======== Document section
[Paper] Weighted Box Fusion (WBF): Ensembling boxes from different object detection models with Full Implementation

Introduction

When real-time inference is not required, ensembling different models can bring about performance boost. Some of popula ensembling methods for object detection include non-maximum suppression which simply removes “duplicated” bounding boxes whose IoU with a selected bounding box is greater than the given IoU threshold. Another recent method is Soft NMS which reduces the confidences of proposals propotional to IoU values. However, these methods cull out some bounding boxes based on certain criteria but do not utilize all the bounding boxes. Thus, some bounding boxes that might potentially contribute to the good performance are removed.

In this paper, a new ensembling method, weighted boxes fusion (WBF), is introduced which utilizes all proposed bounding boxes to construct the averaged boxes. The weighted boxes fusion is quite simple and straightforward yet brings about a large performance boost.
================
======== Stored data
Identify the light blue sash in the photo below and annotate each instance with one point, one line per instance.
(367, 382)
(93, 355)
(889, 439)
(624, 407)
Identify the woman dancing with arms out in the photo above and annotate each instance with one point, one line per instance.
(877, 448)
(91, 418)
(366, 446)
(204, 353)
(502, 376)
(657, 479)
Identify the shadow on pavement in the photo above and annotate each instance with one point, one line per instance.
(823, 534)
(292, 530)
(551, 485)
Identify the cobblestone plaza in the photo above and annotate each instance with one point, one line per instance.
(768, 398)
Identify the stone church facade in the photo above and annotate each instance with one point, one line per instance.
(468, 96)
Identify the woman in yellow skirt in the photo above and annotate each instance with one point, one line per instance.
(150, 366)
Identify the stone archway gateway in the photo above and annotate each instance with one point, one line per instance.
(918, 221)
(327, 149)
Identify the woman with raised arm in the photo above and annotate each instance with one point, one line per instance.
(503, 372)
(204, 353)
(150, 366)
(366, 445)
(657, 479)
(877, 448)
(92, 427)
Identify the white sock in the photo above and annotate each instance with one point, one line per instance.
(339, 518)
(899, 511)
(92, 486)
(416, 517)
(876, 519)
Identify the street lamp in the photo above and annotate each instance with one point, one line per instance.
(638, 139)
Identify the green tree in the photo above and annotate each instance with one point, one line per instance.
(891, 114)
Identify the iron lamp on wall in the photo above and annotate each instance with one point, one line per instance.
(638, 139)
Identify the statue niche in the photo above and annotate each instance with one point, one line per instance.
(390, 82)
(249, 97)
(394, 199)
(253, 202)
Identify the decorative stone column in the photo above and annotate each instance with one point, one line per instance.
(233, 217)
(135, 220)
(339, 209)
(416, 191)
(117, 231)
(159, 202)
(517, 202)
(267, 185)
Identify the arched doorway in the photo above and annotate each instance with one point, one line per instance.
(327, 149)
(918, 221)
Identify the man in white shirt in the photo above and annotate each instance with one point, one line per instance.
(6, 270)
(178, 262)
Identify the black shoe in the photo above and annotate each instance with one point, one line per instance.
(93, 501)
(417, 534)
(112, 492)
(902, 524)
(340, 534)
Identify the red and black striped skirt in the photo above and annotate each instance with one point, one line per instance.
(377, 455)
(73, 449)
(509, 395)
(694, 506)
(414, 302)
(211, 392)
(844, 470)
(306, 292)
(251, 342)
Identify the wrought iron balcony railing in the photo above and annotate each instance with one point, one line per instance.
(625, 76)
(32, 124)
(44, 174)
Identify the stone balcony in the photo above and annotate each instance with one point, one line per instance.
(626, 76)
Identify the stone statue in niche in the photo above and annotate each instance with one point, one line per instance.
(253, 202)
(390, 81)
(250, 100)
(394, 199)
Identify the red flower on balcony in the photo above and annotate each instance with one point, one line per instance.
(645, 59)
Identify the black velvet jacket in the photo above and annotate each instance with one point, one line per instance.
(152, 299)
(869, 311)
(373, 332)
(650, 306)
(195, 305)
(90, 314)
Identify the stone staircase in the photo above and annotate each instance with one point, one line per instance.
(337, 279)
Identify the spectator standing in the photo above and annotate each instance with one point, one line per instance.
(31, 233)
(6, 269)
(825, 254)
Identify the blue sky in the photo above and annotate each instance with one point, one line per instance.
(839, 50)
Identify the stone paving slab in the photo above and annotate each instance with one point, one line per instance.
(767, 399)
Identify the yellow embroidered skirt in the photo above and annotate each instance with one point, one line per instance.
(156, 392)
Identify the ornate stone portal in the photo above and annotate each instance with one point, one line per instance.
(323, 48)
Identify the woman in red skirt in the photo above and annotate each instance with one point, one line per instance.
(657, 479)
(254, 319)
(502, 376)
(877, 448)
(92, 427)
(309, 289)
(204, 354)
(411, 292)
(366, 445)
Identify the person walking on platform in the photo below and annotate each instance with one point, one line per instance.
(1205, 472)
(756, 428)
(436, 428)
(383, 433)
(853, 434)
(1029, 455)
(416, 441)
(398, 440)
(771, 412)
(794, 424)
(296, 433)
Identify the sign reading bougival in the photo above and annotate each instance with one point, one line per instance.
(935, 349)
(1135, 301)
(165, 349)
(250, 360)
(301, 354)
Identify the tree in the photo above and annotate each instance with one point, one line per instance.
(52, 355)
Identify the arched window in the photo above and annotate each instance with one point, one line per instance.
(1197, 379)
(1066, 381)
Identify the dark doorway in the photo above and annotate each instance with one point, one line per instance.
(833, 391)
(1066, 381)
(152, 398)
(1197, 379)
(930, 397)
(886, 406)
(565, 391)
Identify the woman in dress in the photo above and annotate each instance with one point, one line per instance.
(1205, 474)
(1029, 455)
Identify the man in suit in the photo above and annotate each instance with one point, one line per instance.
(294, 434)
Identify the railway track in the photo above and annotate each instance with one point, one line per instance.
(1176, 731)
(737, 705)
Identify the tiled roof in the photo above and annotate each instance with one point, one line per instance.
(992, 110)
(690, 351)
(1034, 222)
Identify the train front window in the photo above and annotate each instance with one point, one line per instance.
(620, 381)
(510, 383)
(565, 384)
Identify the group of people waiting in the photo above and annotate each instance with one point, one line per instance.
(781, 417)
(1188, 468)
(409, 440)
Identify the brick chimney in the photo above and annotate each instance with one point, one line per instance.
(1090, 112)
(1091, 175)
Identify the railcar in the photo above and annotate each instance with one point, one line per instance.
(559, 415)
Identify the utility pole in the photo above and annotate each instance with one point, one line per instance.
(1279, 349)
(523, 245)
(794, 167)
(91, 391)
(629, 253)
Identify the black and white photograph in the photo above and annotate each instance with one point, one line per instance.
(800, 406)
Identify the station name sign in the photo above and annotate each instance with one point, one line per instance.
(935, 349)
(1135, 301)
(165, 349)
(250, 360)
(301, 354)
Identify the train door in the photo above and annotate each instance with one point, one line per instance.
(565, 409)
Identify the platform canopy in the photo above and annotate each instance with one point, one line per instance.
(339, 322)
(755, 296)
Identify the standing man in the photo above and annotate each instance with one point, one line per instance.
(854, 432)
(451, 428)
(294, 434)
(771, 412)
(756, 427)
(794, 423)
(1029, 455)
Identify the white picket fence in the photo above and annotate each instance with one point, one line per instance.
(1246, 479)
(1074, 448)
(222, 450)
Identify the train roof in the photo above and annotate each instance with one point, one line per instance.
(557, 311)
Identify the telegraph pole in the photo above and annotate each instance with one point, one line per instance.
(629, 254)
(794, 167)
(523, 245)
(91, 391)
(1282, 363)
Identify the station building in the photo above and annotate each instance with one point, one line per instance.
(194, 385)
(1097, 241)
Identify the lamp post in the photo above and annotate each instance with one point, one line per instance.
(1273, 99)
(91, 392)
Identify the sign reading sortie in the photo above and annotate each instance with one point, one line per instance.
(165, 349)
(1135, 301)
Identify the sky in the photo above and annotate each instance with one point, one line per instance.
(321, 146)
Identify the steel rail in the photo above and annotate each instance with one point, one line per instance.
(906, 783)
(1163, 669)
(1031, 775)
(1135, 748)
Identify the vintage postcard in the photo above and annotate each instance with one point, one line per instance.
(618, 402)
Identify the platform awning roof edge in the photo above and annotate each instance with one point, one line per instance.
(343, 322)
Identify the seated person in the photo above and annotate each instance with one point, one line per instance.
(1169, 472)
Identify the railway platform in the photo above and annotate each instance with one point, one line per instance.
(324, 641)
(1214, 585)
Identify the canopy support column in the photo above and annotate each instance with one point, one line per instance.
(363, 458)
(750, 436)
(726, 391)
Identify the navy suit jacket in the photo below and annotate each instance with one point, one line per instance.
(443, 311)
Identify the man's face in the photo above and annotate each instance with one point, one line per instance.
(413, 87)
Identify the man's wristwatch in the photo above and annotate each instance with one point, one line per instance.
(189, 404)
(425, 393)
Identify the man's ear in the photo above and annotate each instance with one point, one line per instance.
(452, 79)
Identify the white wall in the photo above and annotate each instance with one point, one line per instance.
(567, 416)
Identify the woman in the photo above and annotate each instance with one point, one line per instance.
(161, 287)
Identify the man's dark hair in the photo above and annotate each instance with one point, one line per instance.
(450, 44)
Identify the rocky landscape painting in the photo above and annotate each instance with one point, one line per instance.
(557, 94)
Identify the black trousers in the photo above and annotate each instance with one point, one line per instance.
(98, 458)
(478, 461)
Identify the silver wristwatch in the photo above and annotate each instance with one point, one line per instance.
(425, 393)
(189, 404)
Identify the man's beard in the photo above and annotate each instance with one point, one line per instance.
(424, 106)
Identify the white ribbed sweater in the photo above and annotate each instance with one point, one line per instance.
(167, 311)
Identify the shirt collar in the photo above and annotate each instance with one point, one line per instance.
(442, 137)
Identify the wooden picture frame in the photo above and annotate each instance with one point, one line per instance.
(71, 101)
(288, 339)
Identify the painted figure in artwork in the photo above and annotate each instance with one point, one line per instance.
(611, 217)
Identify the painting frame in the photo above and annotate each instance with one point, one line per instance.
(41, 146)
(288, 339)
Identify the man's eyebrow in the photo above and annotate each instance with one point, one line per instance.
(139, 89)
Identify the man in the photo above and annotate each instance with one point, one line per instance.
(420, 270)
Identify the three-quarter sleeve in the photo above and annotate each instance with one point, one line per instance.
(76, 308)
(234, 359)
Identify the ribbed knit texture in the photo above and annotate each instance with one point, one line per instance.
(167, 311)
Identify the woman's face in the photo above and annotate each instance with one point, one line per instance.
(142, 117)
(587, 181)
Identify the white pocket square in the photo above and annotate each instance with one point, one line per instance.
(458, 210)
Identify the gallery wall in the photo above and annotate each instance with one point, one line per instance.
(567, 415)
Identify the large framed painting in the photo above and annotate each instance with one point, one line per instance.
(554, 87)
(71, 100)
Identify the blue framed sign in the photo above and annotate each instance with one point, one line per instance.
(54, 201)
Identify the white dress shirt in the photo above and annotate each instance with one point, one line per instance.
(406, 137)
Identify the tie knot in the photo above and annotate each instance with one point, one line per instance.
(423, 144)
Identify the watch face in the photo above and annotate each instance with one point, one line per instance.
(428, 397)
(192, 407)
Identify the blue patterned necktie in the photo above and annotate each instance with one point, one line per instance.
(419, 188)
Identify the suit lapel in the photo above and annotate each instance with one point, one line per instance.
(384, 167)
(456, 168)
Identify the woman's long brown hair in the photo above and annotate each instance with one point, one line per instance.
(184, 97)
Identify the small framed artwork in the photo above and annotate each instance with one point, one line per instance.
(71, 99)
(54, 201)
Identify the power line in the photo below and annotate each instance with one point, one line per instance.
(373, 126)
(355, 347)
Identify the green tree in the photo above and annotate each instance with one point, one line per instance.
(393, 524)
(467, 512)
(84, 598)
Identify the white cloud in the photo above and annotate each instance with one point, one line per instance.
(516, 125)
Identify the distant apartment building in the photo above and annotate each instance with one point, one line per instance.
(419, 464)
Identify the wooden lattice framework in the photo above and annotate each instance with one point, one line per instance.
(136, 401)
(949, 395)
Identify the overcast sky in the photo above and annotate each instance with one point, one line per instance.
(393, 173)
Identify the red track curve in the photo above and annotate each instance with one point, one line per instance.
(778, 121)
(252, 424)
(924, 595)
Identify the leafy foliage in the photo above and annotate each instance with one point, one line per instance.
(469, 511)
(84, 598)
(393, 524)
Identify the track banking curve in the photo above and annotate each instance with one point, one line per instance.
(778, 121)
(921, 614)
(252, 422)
================
*Work to do*.
a. Locate every line of the entries above that contains the string "below", treating uppercase and lowercase as different, and copy each such line.
b. Extend the article on Weighted Box Fusion, picking up right after its final sentence.

*Results of the tasks*.
a.
Identify the light blue sash in the photo below and annotate each instance with one point, one line per instance.
Identify the person walking on platform in the photo below and annotate each instance with one point, one line per instance.
Identify the navy suit jacket in the photo below and annotate each instance with one point, one line per instance.
Identify the power line in the photo below and annotate each instance with one point, one line per instance.

b.
Note that the implementation in this post my own implementation which is intended to be easier and more intuitive to understand. That means it does not aim for efficiency. Once you understand how the WBF algorithm works, you can jump to the official implementation by the original author which I provided in the later section.

Non-maximum suppression (NMS)


Reference

So far, the non-maximum suppression is probably the most-known ensembling method. In NMS, first sort all the bounding boxes with respect to confidence score. Starting from the highest confidence score bounding box (Box A), all the bounding boxes whose IoU with the Box A are greater than the pre-defined IoU threshold are removed, leaving out only the “best” bounding box for a specific target object. However, setting this threshold is tricky: If there’re objects of same class side by side, then only one will be remained which is not something we want.

Soft-NMS


Soft NMS

Instead of removing bounding boxes, soft-NMS reduces the confidences of the proposals proportional to IoU value. The soft-NMS showed a noticeable improvement over the plain NMS method.

However, both NMS and soft-NMS discard redundant boxes so they cannot produce averaged localization predictions from different models effectively.

To address these issues, let’s look at how WBF works.

Weighted Boxes Fusion (WBF)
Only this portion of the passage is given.